Raw records

· · · · · · ·

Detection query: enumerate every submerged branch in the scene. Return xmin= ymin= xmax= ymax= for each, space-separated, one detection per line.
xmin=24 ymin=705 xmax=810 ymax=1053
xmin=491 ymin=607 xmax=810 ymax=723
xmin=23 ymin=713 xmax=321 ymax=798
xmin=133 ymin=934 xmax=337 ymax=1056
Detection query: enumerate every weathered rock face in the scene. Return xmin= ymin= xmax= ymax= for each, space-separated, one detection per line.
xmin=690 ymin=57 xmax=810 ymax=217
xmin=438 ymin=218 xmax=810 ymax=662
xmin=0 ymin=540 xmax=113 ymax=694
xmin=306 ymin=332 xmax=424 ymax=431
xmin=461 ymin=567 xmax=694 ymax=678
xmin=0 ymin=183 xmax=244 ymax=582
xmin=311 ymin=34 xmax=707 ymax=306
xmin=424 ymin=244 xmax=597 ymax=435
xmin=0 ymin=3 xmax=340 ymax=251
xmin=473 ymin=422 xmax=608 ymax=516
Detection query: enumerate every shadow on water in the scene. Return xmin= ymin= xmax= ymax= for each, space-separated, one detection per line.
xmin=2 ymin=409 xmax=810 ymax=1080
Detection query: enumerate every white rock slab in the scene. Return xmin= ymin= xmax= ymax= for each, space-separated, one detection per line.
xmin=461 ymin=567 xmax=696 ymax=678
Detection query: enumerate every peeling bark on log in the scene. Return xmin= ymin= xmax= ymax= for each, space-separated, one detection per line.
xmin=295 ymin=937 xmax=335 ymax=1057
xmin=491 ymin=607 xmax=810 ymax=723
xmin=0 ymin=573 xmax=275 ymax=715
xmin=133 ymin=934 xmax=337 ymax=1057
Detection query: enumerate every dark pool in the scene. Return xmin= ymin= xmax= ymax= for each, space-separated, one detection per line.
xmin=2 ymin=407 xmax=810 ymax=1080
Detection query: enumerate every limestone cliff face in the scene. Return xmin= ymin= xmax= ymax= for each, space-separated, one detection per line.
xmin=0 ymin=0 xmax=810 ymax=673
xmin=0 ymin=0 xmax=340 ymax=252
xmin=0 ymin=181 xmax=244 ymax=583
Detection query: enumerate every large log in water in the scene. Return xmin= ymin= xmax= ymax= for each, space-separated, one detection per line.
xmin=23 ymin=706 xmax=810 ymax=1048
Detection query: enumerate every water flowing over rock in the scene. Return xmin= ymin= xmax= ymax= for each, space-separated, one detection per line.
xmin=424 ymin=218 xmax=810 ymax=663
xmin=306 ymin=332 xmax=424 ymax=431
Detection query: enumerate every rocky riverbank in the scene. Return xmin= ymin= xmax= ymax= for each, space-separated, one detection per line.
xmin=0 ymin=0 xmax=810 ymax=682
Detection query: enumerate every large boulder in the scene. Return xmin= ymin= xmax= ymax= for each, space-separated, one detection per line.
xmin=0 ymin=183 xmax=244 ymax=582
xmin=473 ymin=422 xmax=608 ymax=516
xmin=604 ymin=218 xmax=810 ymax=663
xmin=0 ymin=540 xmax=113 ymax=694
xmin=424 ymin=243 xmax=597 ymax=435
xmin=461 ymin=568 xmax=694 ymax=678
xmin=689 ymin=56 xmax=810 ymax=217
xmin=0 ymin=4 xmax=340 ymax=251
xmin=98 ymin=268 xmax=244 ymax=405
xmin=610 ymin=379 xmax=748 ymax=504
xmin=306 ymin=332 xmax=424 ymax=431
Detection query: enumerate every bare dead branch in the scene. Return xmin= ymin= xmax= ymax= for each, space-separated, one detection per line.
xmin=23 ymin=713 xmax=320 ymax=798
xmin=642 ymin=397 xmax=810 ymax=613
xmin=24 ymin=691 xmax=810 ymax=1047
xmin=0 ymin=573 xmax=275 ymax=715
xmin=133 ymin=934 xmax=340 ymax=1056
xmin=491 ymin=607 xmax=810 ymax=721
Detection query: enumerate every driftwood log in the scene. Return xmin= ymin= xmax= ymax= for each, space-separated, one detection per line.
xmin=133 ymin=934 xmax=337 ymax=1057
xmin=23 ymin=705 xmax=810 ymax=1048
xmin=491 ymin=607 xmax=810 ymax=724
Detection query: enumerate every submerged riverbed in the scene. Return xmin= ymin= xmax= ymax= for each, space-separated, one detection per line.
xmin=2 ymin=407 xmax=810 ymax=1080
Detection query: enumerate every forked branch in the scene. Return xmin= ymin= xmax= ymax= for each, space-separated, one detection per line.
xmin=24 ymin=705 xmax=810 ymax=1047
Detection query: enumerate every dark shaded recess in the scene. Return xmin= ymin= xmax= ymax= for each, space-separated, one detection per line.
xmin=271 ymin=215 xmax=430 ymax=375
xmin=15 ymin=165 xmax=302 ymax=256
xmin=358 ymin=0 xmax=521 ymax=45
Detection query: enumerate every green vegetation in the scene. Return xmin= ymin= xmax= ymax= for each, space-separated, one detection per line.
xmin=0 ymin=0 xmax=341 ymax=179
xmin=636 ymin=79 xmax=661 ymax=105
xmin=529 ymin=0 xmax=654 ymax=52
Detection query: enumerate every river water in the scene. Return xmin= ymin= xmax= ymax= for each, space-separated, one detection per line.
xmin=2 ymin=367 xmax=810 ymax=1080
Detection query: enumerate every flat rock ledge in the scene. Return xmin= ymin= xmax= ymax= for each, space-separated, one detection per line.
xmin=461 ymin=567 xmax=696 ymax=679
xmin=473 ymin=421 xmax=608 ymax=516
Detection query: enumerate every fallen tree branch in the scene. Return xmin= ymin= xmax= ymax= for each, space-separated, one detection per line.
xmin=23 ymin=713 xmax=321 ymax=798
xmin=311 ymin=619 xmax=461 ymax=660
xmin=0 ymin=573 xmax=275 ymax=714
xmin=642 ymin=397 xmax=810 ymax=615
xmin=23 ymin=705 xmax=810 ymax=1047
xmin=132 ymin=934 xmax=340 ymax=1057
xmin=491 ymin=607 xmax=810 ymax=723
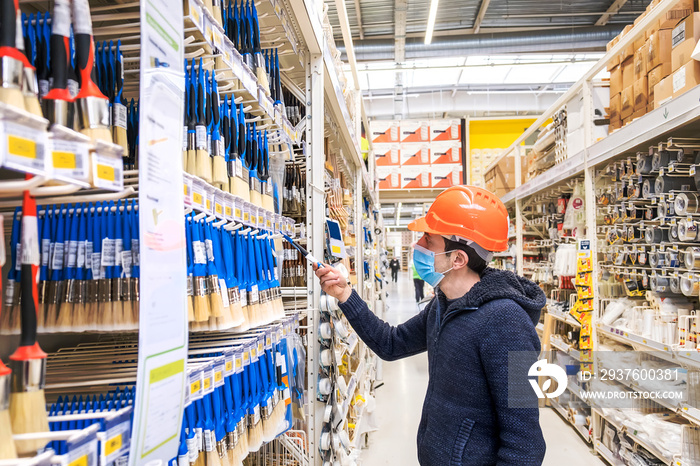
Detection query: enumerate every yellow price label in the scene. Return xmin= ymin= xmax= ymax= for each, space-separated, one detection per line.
xmin=68 ymin=455 xmax=87 ymax=466
xmin=7 ymin=135 xmax=36 ymax=159
xmin=105 ymin=434 xmax=122 ymax=456
xmin=51 ymin=151 xmax=76 ymax=170
xmin=190 ymin=380 xmax=202 ymax=393
xmin=97 ymin=163 xmax=115 ymax=181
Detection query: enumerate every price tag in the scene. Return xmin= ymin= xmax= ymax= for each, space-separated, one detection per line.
xmin=50 ymin=138 xmax=90 ymax=182
xmin=189 ymin=370 xmax=203 ymax=401
xmin=0 ymin=121 xmax=49 ymax=175
xmin=183 ymin=176 xmax=193 ymax=206
xmin=202 ymin=366 xmax=214 ymax=395
xmin=192 ymin=178 xmax=207 ymax=210
xmin=92 ymin=151 xmax=124 ymax=191
xmin=214 ymin=190 xmax=224 ymax=218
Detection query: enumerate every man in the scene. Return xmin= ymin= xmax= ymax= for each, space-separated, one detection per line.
xmin=411 ymin=255 xmax=425 ymax=303
xmin=316 ymin=186 xmax=546 ymax=466
xmin=389 ymin=257 xmax=401 ymax=283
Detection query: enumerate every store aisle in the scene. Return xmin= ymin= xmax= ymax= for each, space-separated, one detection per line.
xmin=361 ymin=272 xmax=605 ymax=466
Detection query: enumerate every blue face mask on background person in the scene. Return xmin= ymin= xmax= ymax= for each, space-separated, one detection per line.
xmin=413 ymin=244 xmax=452 ymax=288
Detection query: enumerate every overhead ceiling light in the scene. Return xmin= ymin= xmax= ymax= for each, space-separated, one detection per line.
xmin=425 ymin=0 xmax=439 ymax=45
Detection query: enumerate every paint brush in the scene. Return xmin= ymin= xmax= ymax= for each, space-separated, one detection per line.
xmin=191 ymin=215 xmax=209 ymax=322
xmin=10 ymin=175 xmax=49 ymax=455
xmin=0 ymin=0 xmax=26 ymax=110
xmin=224 ymin=228 xmax=245 ymax=327
xmin=46 ymin=206 xmax=65 ymax=331
xmin=195 ymin=58 xmax=212 ymax=184
xmin=57 ymin=206 xmax=80 ymax=331
xmin=72 ymin=204 xmax=89 ymax=331
xmin=211 ymin=70 xmax=229 ymax=189
xmin=112 ymin=40 xmax=129 ymax=159
xmin=185 ymin=216 xmax=194 ymax=323
xmin=72 ymin=0 xmax=112 ymax=143
xmin=129 ymin=200 xmax=141 ymax=324
xmin=230 ymin=231 xmax=251 ymax=332
xmin=201 ymin=221 xmax=224 ymax=328
xmin=281 ymin=233 xmax=323 ymax=268
xmin=15 ymin=10 xmax=44 ymax=118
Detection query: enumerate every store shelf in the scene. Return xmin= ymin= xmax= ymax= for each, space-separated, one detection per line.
xmin=595 ymin=440 xmax=624 ymax=466
xmin=547 ymin=309 xmax=581 ymax=327
xmin=501 ymin=86 xmax=700 ymax=205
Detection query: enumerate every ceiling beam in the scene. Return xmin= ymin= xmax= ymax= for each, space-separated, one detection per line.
xmin=355 ymin=0 xmax=365 ymax=40
xmin=472 ymin=0 xmax=491 ymax=34
xmin=394 ymin=0 xmax=408 ymax=119
xmin=595 ymin=0 xmax=627 ymax=26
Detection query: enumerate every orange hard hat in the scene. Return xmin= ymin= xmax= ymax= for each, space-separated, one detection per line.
xmin=408 ymin=186 xmax=510 ymax=252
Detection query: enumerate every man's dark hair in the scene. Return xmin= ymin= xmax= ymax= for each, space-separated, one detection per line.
xmin=445 ymin=238 xmax=488 ymax=275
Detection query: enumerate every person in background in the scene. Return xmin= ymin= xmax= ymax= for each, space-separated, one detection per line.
xmin=389 ymin=257 xmax=401 ymax=283
xmin=314 ymin=186 xmax=546 ymax=466
xmin=411 ymin=259 xmax=425 ymax=303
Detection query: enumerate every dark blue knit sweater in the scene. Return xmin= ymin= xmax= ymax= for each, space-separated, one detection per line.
xmin=340 ymin=269 xmax=546 ymax=466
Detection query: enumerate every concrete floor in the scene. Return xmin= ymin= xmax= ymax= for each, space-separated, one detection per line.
xmin=360 ymin=273 xmax=606 ymax=466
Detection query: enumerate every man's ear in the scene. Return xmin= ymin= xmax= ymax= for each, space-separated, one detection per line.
xmin=452 ymin=249 xmax=469 ymax=269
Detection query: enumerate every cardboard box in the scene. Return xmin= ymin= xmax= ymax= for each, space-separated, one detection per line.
xmin=610 ymin=66 xmax=625 ymax=95
xmin=605 ymin=36 xmax=620 ymax=71
xmin=633 ymin=76 xmax=649 ymax=113
xmin=608 ymin=119 xmax=622 ymax=134
xmin=671 ymin=13 xmax=700 ymax=71
xmin=620 ymin=84 xmax=634 ymax=120
xmin=634 ymin=45 xmax=647 ymax=81
xmin=647 ymin=66 xmax=668 ymax=103
xmin=659 ymin=0 xmax=696 ymax=29
xmin=645 ymin=29 xmax=673 ymax=74
xmin=632 ymin=105 xmax=647 ymax=121
xmin=609 ymin=94 xmax=622 ymax=121
xmin=671 ymin=60 xmax=700 ymax=99
xmin=620 ymin=58 xmax=634 ymax=89
xmin=619 ymin=24 xmax=635 ymax=63
xmin=654 ymin=76 xmax=673 ymax=108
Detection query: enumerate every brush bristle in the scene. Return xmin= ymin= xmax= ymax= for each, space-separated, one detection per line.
xmin=0 ymin=409 xmax=17 ymax=460
xmin=196 ymin=149 xmax=212 ymax=184
xmin=209 ymin=293 xmax=224 ymax=318
xmin=0 ymin=87 xmax=26 ymax=110
xmin=249 ymin=189 xmax=262 ymax=207
xmin=231 ymin=176 xmax=250 ymax=202
xmin=230 ymin=301 xmax=245 ymax=327
xmin=24 ymin=94 xmax=44 ymax=118
xmin=80 ymin=126 xmax=114 ymax=144
xmin=113 ymin=125 xmax=129 ymax=157
xmin=10 ymin=390 xmax=49 ymax=456
xmin=262 ymin=194 xmax=275 ymax=212
xmin=212 ymin=155 xmax=228 ymax=188
xmin=187 ymin=296 xmax=194 ymax=322
xmin=255 ymin=66 xmax=270 ymax=95
xmin=204 ymin=448 xmax=222 ymax=466
xmin=185 ymin=149 xmax=197 ymax=175
xmin=248 ymin=421 xmax=263 ymax=453
xmin=194 ymin=296 xmax=209 ymax=322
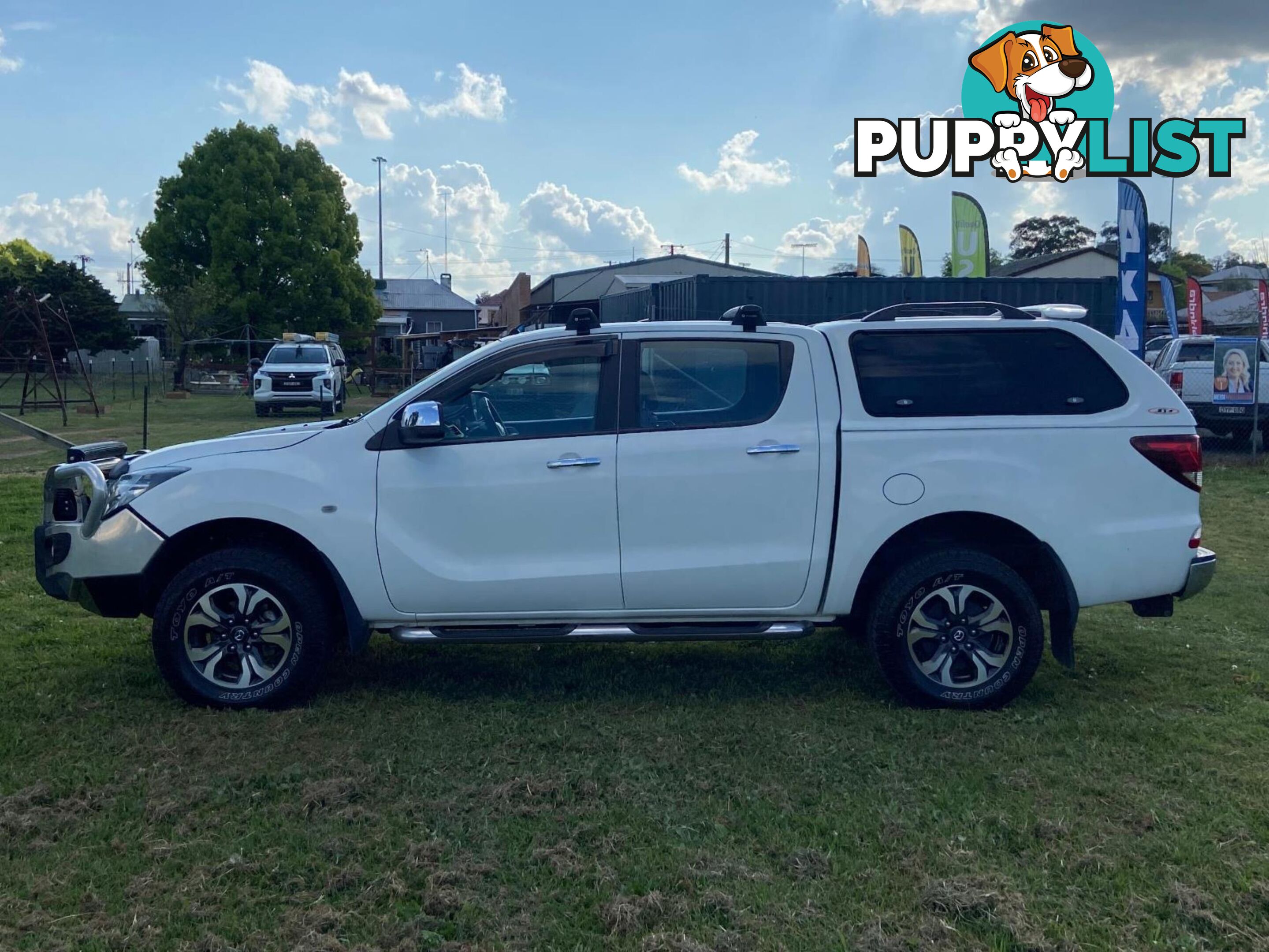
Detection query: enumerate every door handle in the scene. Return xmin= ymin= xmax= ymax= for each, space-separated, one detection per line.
xmin=547 ymin=456 xmax=599 ymax=470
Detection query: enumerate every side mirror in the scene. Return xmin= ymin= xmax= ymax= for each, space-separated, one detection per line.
xmin=398 ymin=400 xmax=446 ymax=447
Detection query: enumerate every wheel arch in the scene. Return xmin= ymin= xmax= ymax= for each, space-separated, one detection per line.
xmin=852 ymin=510 xmax=1080 ymax=668
xmin=141 ymin=518 xmax=369 ymax=651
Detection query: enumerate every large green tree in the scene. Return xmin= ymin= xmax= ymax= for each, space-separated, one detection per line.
xmin=0 ymin=238 xmax=133 ymax=353
xmin=1009 ymin=215 xmax=1096 ymax=261
xmin=141 ymin=122 xmax=380 ymax=340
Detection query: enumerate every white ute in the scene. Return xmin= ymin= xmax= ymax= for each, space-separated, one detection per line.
xmin=36 ymin=303 xmax=1216 ymax=707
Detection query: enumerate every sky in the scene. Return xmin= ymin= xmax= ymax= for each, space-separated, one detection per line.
xmin=0 ymin=0 xmax=1269 ymax=296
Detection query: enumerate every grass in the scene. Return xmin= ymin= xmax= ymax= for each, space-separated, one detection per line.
xmin=0 ymin=397 xmax=1269 ymax=952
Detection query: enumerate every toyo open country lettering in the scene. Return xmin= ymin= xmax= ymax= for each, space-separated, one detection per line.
xmin=34 ymin=302 xmax=1216 ymax=707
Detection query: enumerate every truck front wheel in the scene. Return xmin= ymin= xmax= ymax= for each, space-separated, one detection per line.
xmin=151 ymin=546 xmax=334 ymax=707
xmin=868 ymin=548 xmax=1044 ymax=708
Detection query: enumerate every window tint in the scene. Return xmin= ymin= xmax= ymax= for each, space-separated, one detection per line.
xmin=625 ymin=340 xmax=793 ymax=429
xmin=1176 ymin=343 xmax=1213 ymax=363
xmin=442 ymin=353 xmax=603 ymax=439
xmin=850 ymin=330 xmax=1128 ymax=416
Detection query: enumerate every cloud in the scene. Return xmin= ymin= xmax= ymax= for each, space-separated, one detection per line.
xmin=0 ymin=30 xmax=22 ymax=72
xmin=0 ymin=188 xmax=136 ymax=265
xmin=419 ymin=62 xmax=508 ymax=119
xmin=679 ymin=130 xmax=793 ymax=192
xmin=771 ymin=185 xmax=872 ymax=270
xmin=335 ymin=69 xmax=410 ymax=138
xmin=837 ymin=0 xmax=979 ymax=16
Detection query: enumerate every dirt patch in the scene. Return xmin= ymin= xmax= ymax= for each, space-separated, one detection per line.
xmin=921 ymin=876 xmax=1052 ymax=951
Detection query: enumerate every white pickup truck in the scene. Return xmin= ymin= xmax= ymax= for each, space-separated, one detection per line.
xmin=36 ymin=303 xmax=1216 ymax=707
xmin=1154 ymin=334 xmax=1269 ymax=447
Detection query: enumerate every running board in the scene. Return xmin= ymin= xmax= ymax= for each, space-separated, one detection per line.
xmin=388 ymin=622 xmax=815 ymax=645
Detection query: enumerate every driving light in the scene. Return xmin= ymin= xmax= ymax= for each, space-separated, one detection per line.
xmin=101 ymin=466 xmax=189 ymax=519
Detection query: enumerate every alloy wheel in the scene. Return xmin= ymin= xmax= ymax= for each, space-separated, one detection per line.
xmin=184 ymin=583 xmax=293 ymax=691
xmin=907 ymin=585 xmax=1014 ymax=688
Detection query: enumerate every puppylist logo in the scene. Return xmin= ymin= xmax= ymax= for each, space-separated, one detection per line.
xmin=854 ymin=20 xmax=1246 ymax=182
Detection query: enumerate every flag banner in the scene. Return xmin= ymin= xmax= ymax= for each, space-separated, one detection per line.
xmin=898 ymin=225 xmax=923 ymax=278
xmin=1114 ymin=179 xmax=1148 ymax=357
xmin=1256 ymin=278 xmax=1269 ymax=338
xmin=855 ymin=235 xmax=872 ymax=278
xmin=1185 ymin=278 xmax=1203 ymax=334
xmin=1159 ymin=274 xmax=1178 ymax=338
xmin=952 ymin=192 xmax=989 ymax=278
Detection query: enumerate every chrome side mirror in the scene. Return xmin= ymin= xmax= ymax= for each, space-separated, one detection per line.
xmin=398 ymin=400 xmax=446 ymax=447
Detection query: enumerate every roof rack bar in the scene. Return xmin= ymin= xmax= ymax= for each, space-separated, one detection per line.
xmin=860 ymin=301 xmax=1035 ymax=321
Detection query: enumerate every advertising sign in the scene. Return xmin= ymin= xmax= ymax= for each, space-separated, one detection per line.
xmin=952 ymin=192 xmax=987 ymax=278
xmin=898 ymin=225 xmax=921 ymax=278
xmin=1185 ymin=278 xmax=1203 ymax=334
xmin=1212 ymin=338 xmax=1260 ymax=406
xmin=1159 ymin=274 xmax=1176 ymax=338
xmin=1114 ymin=179 xmax=1148 ymax=357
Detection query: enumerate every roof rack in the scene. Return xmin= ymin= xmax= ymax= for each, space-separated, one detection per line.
xmin=722 ymin=305 xmax=767 ymax=333
xmin=860 ymin=301 xmax=1035 ymax=321
xmin=563 ymin=307 xmax=600 ymax=338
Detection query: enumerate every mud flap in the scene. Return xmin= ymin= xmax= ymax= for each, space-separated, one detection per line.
xmin=1044 ymin=543 xmax=1080 ymax=672
xmin=319 ymin=552 xmax=371 ymax=655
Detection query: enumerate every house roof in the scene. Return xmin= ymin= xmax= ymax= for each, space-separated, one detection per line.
xmin=119 ymin=292 xmax=167 ymax=319
xmin=991 ymin=245 xmax=1116 ymax=278
xmin=374 ymin=278 xmax=476 ymax=311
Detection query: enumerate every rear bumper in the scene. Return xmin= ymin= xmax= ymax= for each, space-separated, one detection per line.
xmin=1176 ymin=548 xmax=1216 ymax=598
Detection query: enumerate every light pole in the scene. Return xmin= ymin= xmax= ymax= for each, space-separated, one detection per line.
xmin=371 ymin=155 xmax=387 ymax=280
xmin=789 ymin=241 xmax=820 ymax=278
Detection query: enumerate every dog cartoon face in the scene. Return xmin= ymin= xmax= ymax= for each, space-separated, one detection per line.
xmin=970 ymin=23 xmax=1093 ymax=122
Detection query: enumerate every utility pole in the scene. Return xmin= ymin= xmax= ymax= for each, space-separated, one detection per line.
xmin=371 ymin=155 xmax=387 ymax=280
xmin=789 ymin=241 xmax=820 ymax=278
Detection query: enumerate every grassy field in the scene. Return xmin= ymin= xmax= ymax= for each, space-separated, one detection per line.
xmin=0 ymin=397 xmax=1269 ymax=952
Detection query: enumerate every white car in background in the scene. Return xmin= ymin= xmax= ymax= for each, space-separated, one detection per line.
xmin=251 ymin=340 xmax=348 ymax=416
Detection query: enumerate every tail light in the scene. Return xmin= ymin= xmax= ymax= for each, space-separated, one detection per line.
xmin=1132 ymin=434 xmax=1203 ymax=492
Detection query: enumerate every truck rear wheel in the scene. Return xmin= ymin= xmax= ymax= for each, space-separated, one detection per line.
xmin=151 ymin=546 xmax=334 ymax=707
xmin=868 ymin=548 xmax=1044 ymax=708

· · · · · · ·

### BRIEF:
Rewrite only the lines from the one with "Detection query: enumerate every utility" through the one with "xmin=251 ymin=340 xmax=348 ymax=416", putting "list" in place of "enumerate" and keeping everything else the same.

### REPLY:
Detection query: list every utility pole in the scene. Return xmin= ymin= xmax= ymax= for each, space-separated, one detection per line.
xmin=371 ymin=155 xmax=387 ymax=280
xmin=789 ymin=241 xmax=820 ymax=278
Detection query: list every grassy field in the scene. Return xmin= ymin= xmax= ymax= for each, space-separated, one detection per line.
xmin=0 ymin=397 xmax=1269 ymax=952
Detection query: list every white car in background in the scene. Return xmin= ymin= xmax= ymax= for each, space-separated, one detection per line.
xmin=251 ymin=340 xmax=348 ymax=416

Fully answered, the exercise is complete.